● **Task goal**: Copy the Saks bankruptcy article starting with "And more importantly, what" and going on through "ad hoc group.", and switch every "ad hoc group" to "noteholder group".

💥Saks of Sh...💥
A Saks Global Enterprises LLC Update + Ascend Elements Inc. files for bankruptcy in Texas
In January ‘26, Saks Global Enterprises, LLC (“SGE”) and 112 affiliates (collectively, with SGE, the “debtors” and together with their non-debtor affiliates, the “company”) filed freefall chapter 11 cases in the Southern District of Texas (Judge Perez). We covered the hotly-contested first-day hearing featuring objecting-party Amazon.com Services LLC ($AMZN) here ⬇️:
The (interesting)* drama, however, didn’t last. Instead, the debtors, represented by Willkie Farr & Gallagher LLP (“Willkie”) and the ad hoc group of noteholders (the “ad hoc group”), represented by Paul, Weiss, Rifkind, Wharton & Garrison LLP, opted for a brokered resolution.
In terms of other objectors, including (i) brands V Opco, LLC and Centric Brands, and (ii) the official committee of unsecured creditors (the “UCC”), repped by Morrison Foerster LLP, the debtors seemingly just gave them everything they wanted…? Or at least that’s what happened on the $1.75b DIP (of which $1b was new money). Per a concise (🙏) February 19, 2026 statement filed by the UCC, we learned — as between the luxury retailer and the suppliers of the, you know, luxury goods they sell — who really drove the bus:
“Saks Global operates a high-end luxury retail business that relies on continued access to the premium brands it carries. The ability of Saks Global to attract customers and generate revenue depends on maintaining the confidence of its brand partners and ensuring a steady flow of high-end merchandise. Fashion houses are not ordinary vendors. They are strategic partners whose brands and reputations are fundamental to the Saks Global business model. Their confidence is not incidental to the business, it is the business.”
And more importantly, what changes suppliers were able to impose on the debtors and the ad hoc group, including — here’s where our non-technical readers can basically just scroll past the “pins” because the upshot is the suppliers did fairly well:
📍A stipulation that “… concession and consignment vendors have valid and perfected rights to goods that are in the Global Debtors’ possession during the bankruptcy cases …” regardless of when delivered and whether the vendor did anything at all to perfect under state law.
📍A non-waiver of surcharge rights as against the ad hoc group.
📍Subordination of the new money and roll-up DIP loans to concession and consignment vendors for each and every postpetition sale. Yeah, you read that right.
📍An agreement from the DIP lenders to marshal away from assets that were unencumbered as of the petition date, including avoidance actions and — the topic of much of the first-day hearing — the value of Saks Fifth Avenue Holdco II LLC, which had supplied vendors with (unsecured) credit support and indirectly owns the company’s flagship store and real estate at 611 Fifth Avenue, NYC.
📍The payment of landlord stub rent claims within ten business days.
With the UCC on board, the final order followed the next day.

● **Recorded information**:
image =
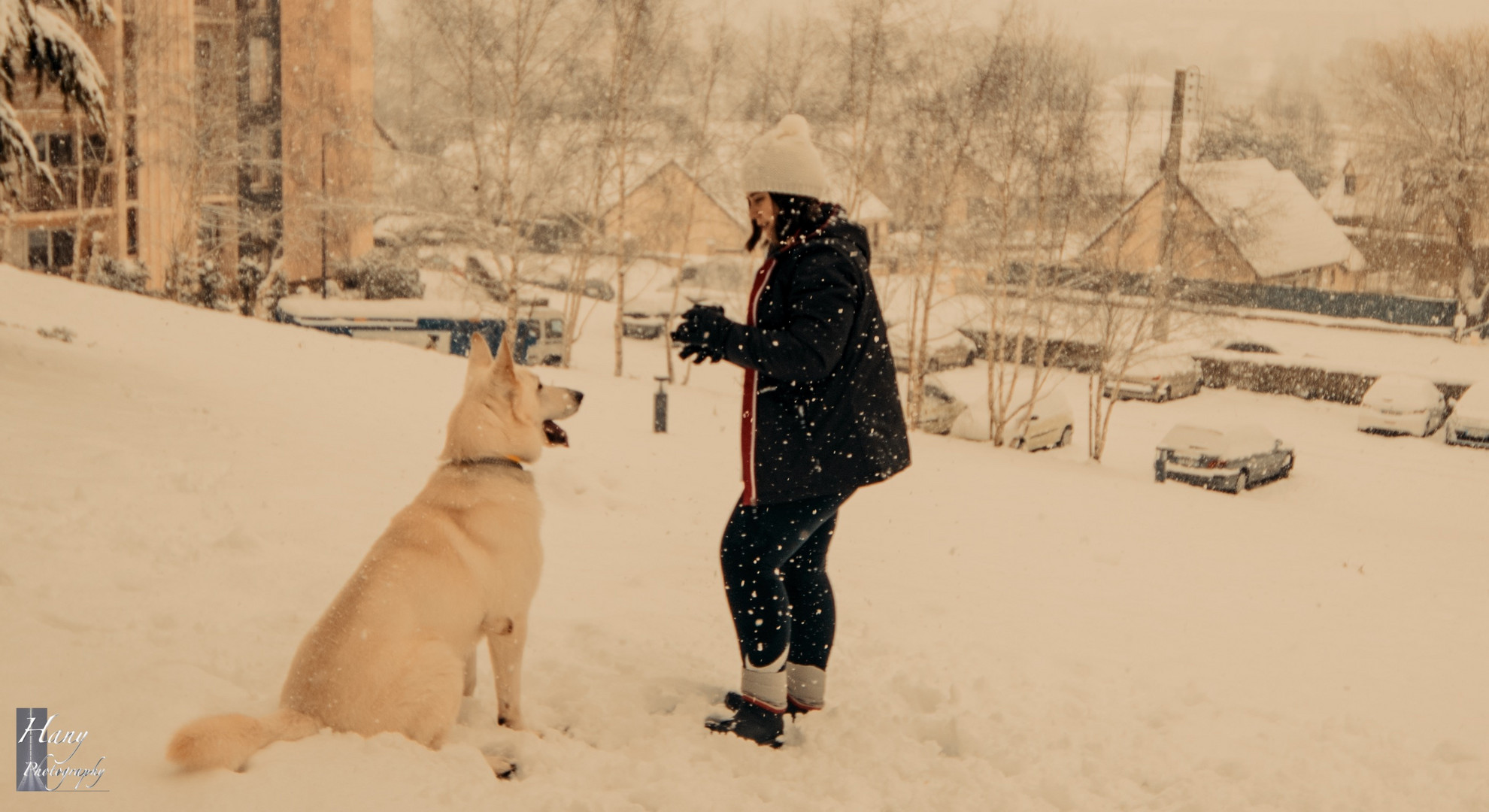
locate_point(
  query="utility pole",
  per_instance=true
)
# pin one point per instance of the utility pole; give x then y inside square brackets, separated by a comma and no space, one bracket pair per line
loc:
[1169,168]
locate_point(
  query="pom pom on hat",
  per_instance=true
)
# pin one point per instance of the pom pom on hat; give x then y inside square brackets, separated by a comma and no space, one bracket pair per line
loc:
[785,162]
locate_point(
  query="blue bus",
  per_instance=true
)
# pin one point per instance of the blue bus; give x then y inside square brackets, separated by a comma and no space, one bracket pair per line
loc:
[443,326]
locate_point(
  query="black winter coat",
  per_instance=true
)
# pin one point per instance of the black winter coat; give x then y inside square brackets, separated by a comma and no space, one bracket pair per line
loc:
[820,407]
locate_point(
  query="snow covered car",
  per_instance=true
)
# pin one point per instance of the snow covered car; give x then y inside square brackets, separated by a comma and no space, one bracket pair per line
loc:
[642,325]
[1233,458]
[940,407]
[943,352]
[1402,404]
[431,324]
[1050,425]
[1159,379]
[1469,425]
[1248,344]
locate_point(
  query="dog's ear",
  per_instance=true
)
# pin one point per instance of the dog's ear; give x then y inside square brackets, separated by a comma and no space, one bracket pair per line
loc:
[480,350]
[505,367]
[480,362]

● **Correct output**:
And more importantly, what changes suppliers were able to impose on the debtors and the noteholder group, including — here’s where our non-technical readers can basically just scroll past the “pins” because the upshot is the suppliers did fairly well:
📍A stipulation that “… concession and consignment vendors have valid and perfected rights to goods that are in the Global Debtors’ possession during the bankruptcy cases …” regardless of when delivered and whether the vendor did anything at all to perfect under state law.
📍A non-waiver of surcharge rights as against the noteholder group.